Exercise goal: Report back each line of the records that contains the string "marking".

═══ Information provided

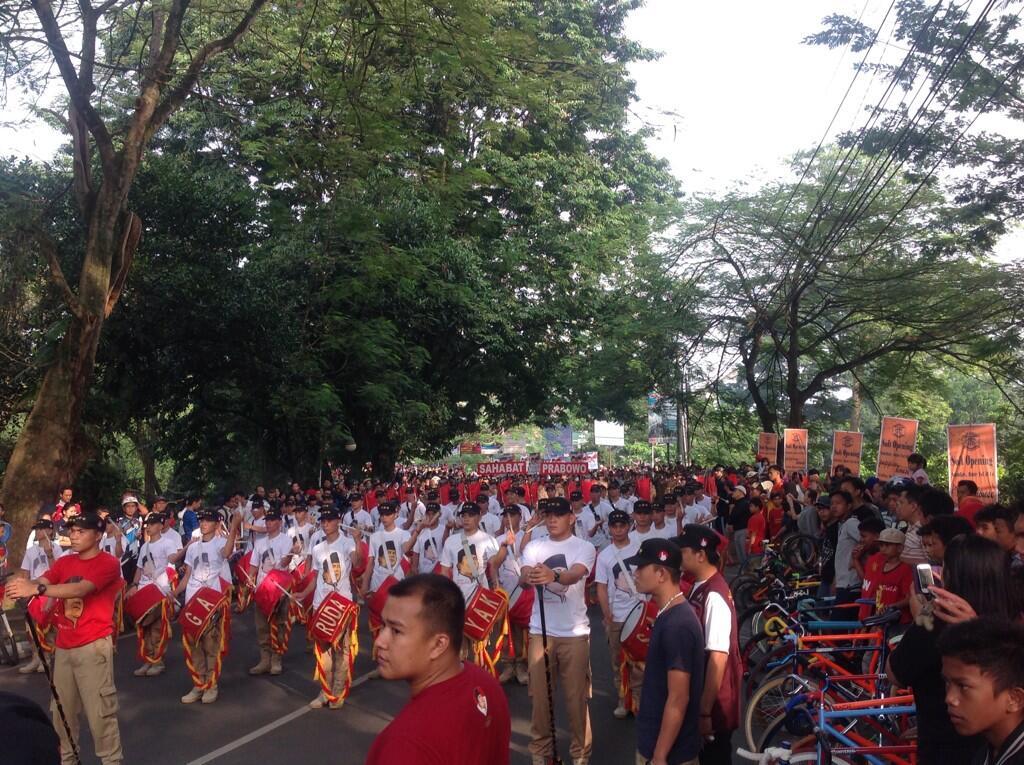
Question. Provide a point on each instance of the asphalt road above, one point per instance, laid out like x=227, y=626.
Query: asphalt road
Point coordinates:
x=266, y=719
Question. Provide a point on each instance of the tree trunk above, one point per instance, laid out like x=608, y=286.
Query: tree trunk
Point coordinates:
x=43, y=459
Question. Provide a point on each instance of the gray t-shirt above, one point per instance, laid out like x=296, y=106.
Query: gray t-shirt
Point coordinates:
x=849, y=537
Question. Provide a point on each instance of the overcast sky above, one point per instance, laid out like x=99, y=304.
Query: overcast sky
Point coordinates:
x=733, y=94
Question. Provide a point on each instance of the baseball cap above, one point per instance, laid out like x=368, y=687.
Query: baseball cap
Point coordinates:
x=617, y=516
x=558, y=506
x=469, y=508
x=656, y=552
x=87, y=520
x=892, y=536
x=697, y=537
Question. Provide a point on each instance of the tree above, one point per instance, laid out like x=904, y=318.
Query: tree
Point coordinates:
x=105, y=154
x=803, y=293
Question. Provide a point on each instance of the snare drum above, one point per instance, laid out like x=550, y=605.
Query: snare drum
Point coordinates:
x=141, y=606
x=521, y=605
x=636, y=630
x=333, y=618
x=199, y=611
x=268, y=594
x=484, y=610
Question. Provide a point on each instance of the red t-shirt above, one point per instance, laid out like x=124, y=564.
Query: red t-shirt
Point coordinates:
x=756, y=534
x=885, y=588
x=476, y=728
x=83, y=621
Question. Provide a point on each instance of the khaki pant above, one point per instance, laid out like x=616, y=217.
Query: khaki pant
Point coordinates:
x=263, y=626
x=84, y=680
x=205, y=652
x=641, y=760
x=569, y=661
x=335, y=665
x=635, y=670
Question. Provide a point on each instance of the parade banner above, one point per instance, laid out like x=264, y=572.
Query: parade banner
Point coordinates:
x=795, y=451
x=768, y=447
x=896, y=441
x=973, y=457
x=491, y=469
x=549, y=467
x=847, y=449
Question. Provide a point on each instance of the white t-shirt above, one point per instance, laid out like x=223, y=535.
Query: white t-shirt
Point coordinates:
x=386, y=549
x=718, y=621
x=428, y=546
x=206, y=560
x=36, y=562
x=333, y=561
x=565, y=607
x=153, y=561
x=637, y=536
x=267, y=553
x=616, y=575
x=482, y=547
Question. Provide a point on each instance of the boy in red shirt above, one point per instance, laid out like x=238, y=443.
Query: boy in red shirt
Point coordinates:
x=888, y=581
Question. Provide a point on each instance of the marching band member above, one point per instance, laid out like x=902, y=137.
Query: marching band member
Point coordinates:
x=85, y=586
x=274, y=551
x=616, y=594
x=467, y=559
x=332, y=560
x=427, y=551
x=643, y=521
x=155, y=629
x=205, y=558
x=712, y=601
x=560, y=563
x=38, y=559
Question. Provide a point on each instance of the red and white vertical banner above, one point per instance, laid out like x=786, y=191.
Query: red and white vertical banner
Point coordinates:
x=897, y=440
x=973, y=456
x=795, y=451
x=847, y=449
x=768, y=447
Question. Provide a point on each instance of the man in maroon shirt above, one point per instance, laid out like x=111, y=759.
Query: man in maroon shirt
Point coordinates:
x=420, y=643
x=85, y=586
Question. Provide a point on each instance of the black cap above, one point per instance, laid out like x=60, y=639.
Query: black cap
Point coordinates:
x=656, y=551
x=558, y=506
x=697, y=537
x=617, y=516
x=87, y=520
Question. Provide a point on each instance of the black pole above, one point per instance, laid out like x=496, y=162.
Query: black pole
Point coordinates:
x=555, y=760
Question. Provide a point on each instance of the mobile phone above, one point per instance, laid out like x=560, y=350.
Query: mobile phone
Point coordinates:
x=926, y=579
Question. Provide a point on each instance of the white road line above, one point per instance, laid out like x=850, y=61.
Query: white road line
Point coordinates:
x=248, y=737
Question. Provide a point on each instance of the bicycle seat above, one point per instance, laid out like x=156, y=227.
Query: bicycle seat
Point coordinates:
x=886, y=618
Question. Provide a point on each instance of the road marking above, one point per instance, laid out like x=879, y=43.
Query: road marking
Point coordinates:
x=249, y=737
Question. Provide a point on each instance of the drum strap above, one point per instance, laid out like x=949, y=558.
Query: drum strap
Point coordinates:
x=473, y=567
x=626, y=569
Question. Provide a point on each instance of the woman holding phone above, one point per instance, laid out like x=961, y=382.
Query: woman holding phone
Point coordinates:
x=976, y=572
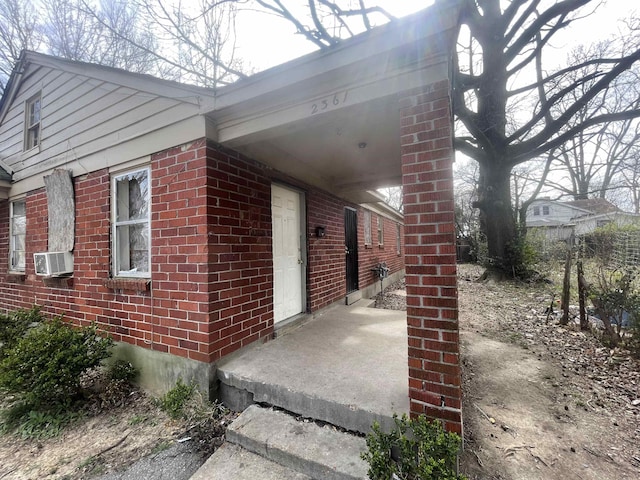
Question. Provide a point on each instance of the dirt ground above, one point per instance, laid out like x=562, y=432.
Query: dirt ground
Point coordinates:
x=540, y=402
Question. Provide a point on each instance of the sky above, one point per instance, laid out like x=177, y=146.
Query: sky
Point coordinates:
x=266, y=41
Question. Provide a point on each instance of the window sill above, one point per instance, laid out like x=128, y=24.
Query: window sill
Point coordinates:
x=132, y=284
x=58, y=282
x=16, y=277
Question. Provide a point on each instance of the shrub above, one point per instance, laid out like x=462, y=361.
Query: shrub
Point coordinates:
x=14, y=325
x=45, y=366
x=122, y=371
x=174, y=402
x=417, y=449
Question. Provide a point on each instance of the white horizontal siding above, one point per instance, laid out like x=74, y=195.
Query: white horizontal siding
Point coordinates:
x=82, y=116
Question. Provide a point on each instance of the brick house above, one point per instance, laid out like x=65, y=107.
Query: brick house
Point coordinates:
x=190, y=224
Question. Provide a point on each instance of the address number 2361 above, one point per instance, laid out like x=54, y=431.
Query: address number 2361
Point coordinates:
x=328, y=103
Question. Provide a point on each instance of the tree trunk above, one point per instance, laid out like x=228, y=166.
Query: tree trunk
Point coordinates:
x=496, y=216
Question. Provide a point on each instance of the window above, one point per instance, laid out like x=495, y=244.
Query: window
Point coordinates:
x=18, y=227
x=32, y=123
x=367, y=227
x=131, y=245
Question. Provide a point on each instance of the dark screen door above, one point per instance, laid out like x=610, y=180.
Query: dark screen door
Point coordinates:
x=351, y=248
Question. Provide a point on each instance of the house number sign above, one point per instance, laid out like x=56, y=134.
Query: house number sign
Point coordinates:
x=328, y=103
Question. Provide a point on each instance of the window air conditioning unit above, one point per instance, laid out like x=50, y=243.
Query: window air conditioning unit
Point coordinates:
x=53, y=264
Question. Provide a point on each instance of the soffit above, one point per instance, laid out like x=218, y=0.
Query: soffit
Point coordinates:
x=332, y=118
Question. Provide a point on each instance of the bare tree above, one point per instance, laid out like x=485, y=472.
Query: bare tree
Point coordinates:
x=20, y=30
x=593, y=158
x=501, y=44
x=193, y=43
x=510, y=39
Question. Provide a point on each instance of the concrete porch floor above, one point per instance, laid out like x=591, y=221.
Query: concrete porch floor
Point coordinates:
x=346, y=366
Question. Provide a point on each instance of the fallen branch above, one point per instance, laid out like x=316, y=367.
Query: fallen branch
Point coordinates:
x=512, y=450
x=105, y=450
x=599, y=455
x=14, y=469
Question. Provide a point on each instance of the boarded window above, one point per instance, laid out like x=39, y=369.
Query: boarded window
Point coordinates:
x=32, y=123
x=131, y=244
x=367, y=227
x=18, y=227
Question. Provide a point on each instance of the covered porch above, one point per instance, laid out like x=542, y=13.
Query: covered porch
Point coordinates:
x=347, y=366
x=372, y=112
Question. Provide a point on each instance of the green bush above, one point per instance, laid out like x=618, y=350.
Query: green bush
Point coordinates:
x=14, y=325
x=417, y=449
x=45, y=366
x=175, y=401
x=122, y=371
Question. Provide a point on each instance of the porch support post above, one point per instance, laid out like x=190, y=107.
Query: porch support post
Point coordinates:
x=430, y=255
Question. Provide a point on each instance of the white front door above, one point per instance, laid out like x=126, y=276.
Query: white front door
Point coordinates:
x=287, y=253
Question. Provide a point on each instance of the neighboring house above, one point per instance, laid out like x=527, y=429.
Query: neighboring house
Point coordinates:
x=560, y=220
x=190, y=223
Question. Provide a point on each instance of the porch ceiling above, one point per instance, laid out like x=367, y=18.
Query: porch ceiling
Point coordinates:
x=331, y=118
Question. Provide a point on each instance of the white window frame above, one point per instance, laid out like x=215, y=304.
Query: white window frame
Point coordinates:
x=32, y=122
x=13, y=267
x=118, y=270
x=367, y=227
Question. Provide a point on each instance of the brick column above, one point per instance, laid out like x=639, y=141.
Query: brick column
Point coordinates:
x=430, y=255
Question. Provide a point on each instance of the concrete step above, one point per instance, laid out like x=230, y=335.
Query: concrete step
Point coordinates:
x=232, y=462
x=238, y=393
x=320, y=452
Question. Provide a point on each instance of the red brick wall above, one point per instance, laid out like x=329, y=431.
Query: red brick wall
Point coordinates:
x=211, y=272
x=239, y=248
x=370, y=256
x=326, y=256
x=432, y=302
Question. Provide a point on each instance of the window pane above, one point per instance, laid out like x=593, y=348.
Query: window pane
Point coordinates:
x=19, y=225
x=133, y=248
x=19, y=209
x=34, y=112
x=18, y=242
x=18, y=260
x=132, y=197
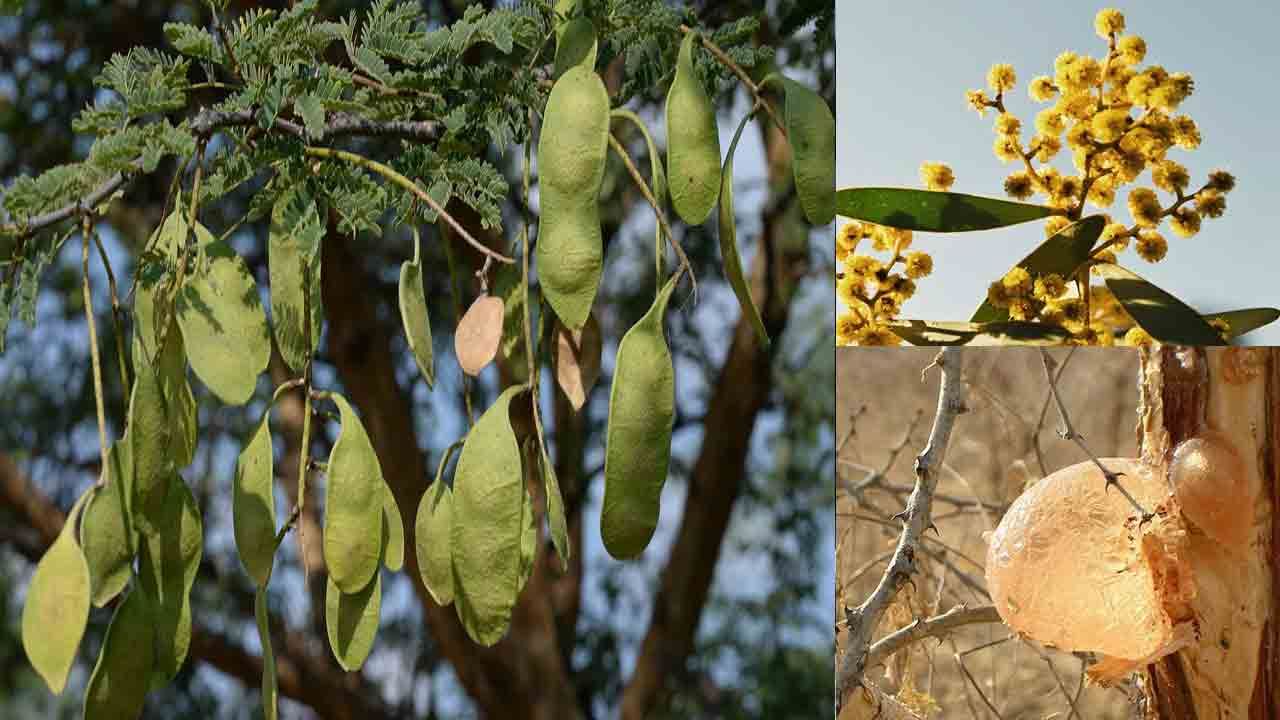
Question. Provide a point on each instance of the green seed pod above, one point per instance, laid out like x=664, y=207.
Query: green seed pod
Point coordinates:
x=693, y=141
x=351, y=620
x=254, y=504
x=812, y=132
x=638, y=440
x=353, y=505
x=106, y=537
x=488, y=509
x=56, y=607
x=414, y=314
x=216, y=310
x=571, y=154
x=118, y=687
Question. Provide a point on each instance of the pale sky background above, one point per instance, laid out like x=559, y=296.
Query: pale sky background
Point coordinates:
x=903, y=71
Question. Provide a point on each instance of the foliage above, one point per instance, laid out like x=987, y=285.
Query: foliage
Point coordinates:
x=1118, y=121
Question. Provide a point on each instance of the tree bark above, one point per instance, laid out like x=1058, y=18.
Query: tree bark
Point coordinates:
x=1232, y=670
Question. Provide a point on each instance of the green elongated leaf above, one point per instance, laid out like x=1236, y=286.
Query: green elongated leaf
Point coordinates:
x=433, y=536
x=254, y=504
x=295, y=265
x=488, y=505
x=106, y=537
x=1164, y=317
x=812, y=132
x=118, y=687
x=352, y=621
x=1240, y=322
x=353, y=505
x=575, y=45
x=728, y=242
x=1061, y=254
x=556, y=518
x=933, y=212
x=223, y=323
x=56, y=607
x=415, y=315
x=638, y=438
x=270, y=687
x=393, y=527
x=151, y=438
x=571, y=158
x=920, y=332
x=168, y=564
x=693, y=141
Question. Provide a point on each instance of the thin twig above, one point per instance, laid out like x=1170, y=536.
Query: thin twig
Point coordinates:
x=1068, y=432
x=917, y=522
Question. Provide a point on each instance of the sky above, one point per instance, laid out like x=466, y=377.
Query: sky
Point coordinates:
x=903, y=71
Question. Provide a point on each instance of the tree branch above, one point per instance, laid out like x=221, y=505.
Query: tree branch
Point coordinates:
x=918, y=519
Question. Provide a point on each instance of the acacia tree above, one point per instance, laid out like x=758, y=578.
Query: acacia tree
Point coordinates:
x=338, y=127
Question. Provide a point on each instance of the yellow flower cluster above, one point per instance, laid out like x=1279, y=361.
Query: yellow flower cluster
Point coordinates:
x=872, y=291
x=1116, y=119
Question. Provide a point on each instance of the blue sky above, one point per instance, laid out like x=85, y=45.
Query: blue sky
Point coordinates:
x=903, y=71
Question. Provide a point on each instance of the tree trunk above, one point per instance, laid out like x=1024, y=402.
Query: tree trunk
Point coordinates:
x=1233, y=668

══════

Finished task:
Question. Provide a point on each instance of the road marking above, one point per instance, laid out like x=879, y=43.
Query: road marking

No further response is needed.